• **SET EXERCISE 1**
Count the lines of the records that contain the string "tent", matching case exactly, and reply with the number alone.

• **EXCERPT PROVIDED**
(begin)

Augmentations

Because this will help

Patching

create_patch

 create_patch (xb, patch_len, stride, return_patch_num=False,
               constant_pad=False, constant_pad_value=0, max_seq_len=None)

xb: [bs x n_vars x seq_len]

x = torch.randn(4, 1000)

# test seq_len > patch len == stride 
xb = create_patch(x, patch_len=505, stride=500, constant_pad=False)
xb_rep = create_patch(x, patch_len=500, stride=500, constant_pad=True)
x.shape, xb.shape, xb_rep.shape
#xb_rep_short = create_patch(x_short, patch_en=502, stride=500, replication_pad=False)b

(torch.Size([4, 1000]), torch.Size([4, 1, 505]), torch.Size([4, 2, 500]))

x = torch.randn(1,7,1350000)

# test seq_len > patch len == stride 
xb = create_patch(x, patch_len=1024, stride=1024, constant_pad=False)

(end)

• **STORED RECORDS**
(begin)

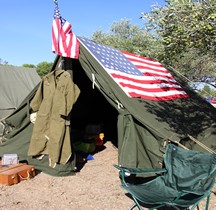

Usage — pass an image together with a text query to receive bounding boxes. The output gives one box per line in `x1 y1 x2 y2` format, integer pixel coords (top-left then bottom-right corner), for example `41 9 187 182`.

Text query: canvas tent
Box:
0 37 216 176
0 65 41 119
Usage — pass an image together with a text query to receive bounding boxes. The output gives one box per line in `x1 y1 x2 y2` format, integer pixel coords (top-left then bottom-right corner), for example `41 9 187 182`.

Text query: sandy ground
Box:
0 142 216 210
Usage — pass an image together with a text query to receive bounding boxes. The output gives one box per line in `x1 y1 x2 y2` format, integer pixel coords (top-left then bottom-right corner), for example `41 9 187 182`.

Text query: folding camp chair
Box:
114 144 216 210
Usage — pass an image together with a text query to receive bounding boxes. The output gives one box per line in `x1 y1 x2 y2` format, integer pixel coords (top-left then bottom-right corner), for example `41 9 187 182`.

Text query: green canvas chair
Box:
114 144 216 210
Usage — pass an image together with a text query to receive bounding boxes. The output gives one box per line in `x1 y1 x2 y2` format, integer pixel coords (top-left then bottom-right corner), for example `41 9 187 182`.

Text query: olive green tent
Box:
0 38 216 176
0 65 41 119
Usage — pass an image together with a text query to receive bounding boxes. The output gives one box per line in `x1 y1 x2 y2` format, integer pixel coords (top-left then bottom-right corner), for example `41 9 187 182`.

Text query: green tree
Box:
0 58 8 65
92 19 163 59
198 85 216 98
37 61 53 78
142 0 216 83
22 63 36 68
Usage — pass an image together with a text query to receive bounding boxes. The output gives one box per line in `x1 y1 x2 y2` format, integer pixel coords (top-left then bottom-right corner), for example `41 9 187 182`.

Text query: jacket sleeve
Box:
30 80 43 112
66 82 80 116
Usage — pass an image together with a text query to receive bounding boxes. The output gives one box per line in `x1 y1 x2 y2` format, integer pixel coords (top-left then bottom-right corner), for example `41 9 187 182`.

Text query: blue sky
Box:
0 0 165 66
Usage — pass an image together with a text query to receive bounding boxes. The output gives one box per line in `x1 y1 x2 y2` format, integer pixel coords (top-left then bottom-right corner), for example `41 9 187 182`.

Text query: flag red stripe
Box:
119 82 186 93
129 92 189 101
112 74 178 84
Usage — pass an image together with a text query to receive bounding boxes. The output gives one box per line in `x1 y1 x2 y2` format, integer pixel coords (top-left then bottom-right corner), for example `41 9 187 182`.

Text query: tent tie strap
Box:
116 100 123 109
188 135 216 154
92 73 99 89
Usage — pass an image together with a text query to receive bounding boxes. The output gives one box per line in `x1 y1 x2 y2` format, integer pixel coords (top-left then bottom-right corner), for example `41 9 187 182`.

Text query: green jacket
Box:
28 70 80 167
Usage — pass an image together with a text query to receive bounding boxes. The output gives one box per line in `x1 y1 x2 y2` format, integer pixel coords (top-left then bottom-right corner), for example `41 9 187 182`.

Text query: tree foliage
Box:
0 58 8 65
37 61 53 78
142 0 216 85
92 19 162 59
22 63 36 68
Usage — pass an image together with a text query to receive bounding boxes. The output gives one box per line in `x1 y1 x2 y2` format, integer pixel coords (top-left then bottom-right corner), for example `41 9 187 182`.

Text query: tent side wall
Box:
79 41 169 168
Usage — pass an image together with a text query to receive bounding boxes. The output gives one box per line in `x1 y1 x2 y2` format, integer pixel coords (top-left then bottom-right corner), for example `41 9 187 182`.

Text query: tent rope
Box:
188 135 216 154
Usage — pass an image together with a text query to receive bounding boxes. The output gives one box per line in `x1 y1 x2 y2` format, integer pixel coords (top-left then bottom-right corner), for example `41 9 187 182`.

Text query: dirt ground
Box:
0 142 216 210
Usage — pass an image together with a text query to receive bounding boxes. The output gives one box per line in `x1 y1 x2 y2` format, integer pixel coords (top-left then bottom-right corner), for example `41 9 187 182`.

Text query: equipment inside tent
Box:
0 65 41 119
0 38 216 176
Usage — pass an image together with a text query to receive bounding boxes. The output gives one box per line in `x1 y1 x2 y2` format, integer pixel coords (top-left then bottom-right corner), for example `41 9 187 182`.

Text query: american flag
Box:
52 0 79 58
79 37 189 101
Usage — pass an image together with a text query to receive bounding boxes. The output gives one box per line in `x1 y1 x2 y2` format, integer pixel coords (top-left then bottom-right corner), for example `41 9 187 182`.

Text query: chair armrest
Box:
113 164 167 174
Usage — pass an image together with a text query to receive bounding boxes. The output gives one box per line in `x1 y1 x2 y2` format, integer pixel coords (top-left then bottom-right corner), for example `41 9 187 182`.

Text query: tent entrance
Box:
64 59 118 146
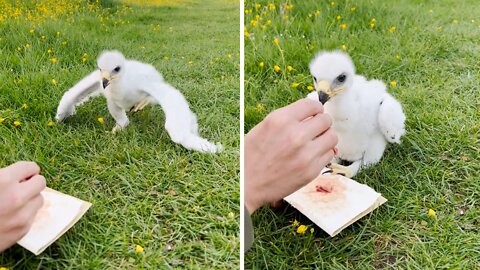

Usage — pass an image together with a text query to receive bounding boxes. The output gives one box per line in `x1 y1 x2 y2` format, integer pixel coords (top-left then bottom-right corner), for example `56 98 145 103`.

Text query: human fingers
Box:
12 175 46 207
300 113 332 140
1 161 40 182
282 98 323 121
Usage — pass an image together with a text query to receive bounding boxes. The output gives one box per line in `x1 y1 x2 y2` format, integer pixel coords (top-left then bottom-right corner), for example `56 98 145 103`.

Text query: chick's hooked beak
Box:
101 70 111 89
315 81 331 105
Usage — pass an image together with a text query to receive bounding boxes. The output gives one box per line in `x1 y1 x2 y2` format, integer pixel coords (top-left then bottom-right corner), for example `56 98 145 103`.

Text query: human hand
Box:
244 99 337 214
0 161 46 252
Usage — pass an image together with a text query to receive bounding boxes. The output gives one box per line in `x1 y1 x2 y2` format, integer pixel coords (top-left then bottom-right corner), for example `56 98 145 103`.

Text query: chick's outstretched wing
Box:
55 70 102 122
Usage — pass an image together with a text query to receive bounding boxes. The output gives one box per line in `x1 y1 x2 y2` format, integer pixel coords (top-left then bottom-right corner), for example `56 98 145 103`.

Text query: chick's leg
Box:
107 99 128 133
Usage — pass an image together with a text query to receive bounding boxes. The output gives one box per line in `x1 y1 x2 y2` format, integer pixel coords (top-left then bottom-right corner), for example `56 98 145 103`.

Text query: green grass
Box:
245 0 480 269
0 1 240 269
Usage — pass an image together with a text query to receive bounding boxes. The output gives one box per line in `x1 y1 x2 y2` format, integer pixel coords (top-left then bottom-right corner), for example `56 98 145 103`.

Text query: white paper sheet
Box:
285 174 387 237
17 188 91 255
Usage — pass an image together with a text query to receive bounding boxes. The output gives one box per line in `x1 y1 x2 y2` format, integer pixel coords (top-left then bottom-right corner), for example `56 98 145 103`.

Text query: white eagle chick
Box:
56 51 222 153
308 51 405 178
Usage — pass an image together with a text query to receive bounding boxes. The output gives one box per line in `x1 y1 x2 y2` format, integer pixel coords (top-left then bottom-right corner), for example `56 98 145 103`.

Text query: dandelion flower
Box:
297 225 308 234
135 245 143 253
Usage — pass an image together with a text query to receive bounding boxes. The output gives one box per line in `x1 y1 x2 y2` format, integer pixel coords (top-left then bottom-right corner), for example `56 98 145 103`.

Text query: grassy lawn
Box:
245 0 480 269
0 0 240 269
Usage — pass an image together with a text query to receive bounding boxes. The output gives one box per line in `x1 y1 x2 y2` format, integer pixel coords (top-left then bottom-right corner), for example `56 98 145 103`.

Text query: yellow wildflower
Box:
297 225 308 234
135 245 143 253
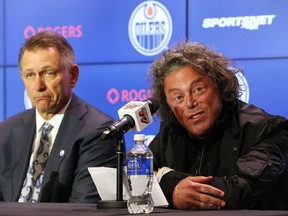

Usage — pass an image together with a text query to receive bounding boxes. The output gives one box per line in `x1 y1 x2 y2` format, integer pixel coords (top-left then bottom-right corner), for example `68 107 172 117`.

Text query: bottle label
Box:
127 158 153 175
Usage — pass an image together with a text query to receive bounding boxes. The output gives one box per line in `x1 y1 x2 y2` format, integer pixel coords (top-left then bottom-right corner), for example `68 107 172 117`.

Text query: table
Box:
0 202 288 216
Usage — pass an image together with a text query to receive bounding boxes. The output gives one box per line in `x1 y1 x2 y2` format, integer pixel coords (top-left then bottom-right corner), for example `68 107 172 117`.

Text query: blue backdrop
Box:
0 0 288 147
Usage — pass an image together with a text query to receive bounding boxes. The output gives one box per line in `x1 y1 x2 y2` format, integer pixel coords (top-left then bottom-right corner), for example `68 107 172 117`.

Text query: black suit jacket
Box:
0 95 117 203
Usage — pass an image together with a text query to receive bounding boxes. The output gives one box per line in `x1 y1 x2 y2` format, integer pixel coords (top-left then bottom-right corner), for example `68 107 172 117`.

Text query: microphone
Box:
101 98 159 140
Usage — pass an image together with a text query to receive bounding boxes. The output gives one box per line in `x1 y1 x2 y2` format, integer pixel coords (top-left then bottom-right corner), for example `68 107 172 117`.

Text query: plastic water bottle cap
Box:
134 134 145 141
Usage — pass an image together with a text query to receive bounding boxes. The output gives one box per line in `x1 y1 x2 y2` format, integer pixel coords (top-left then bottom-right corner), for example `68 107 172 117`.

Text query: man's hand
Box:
173 176 225 209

(end)

• **SET EXERCISE 2**
Summarize the patching documentation above in three sentences.

• **TASK OUTPUT 1**
7

• **TASK OUTPUT 2**
The patching documentation presents a create_patch function that takes an input xb shaped [bs x n_vars x seq_len] along with patch_len and stride. It also takes the optional arguments return_patch_num, constant_pad, constant_pad_value and max_seq_len. For a random tensor of shape [4, 1000], a patch_len of 505 with stride 500 and no constant padding yields shape [4, 1, 505], while a patch_len and stride of 500 with constant padding yields [4, 2, 500].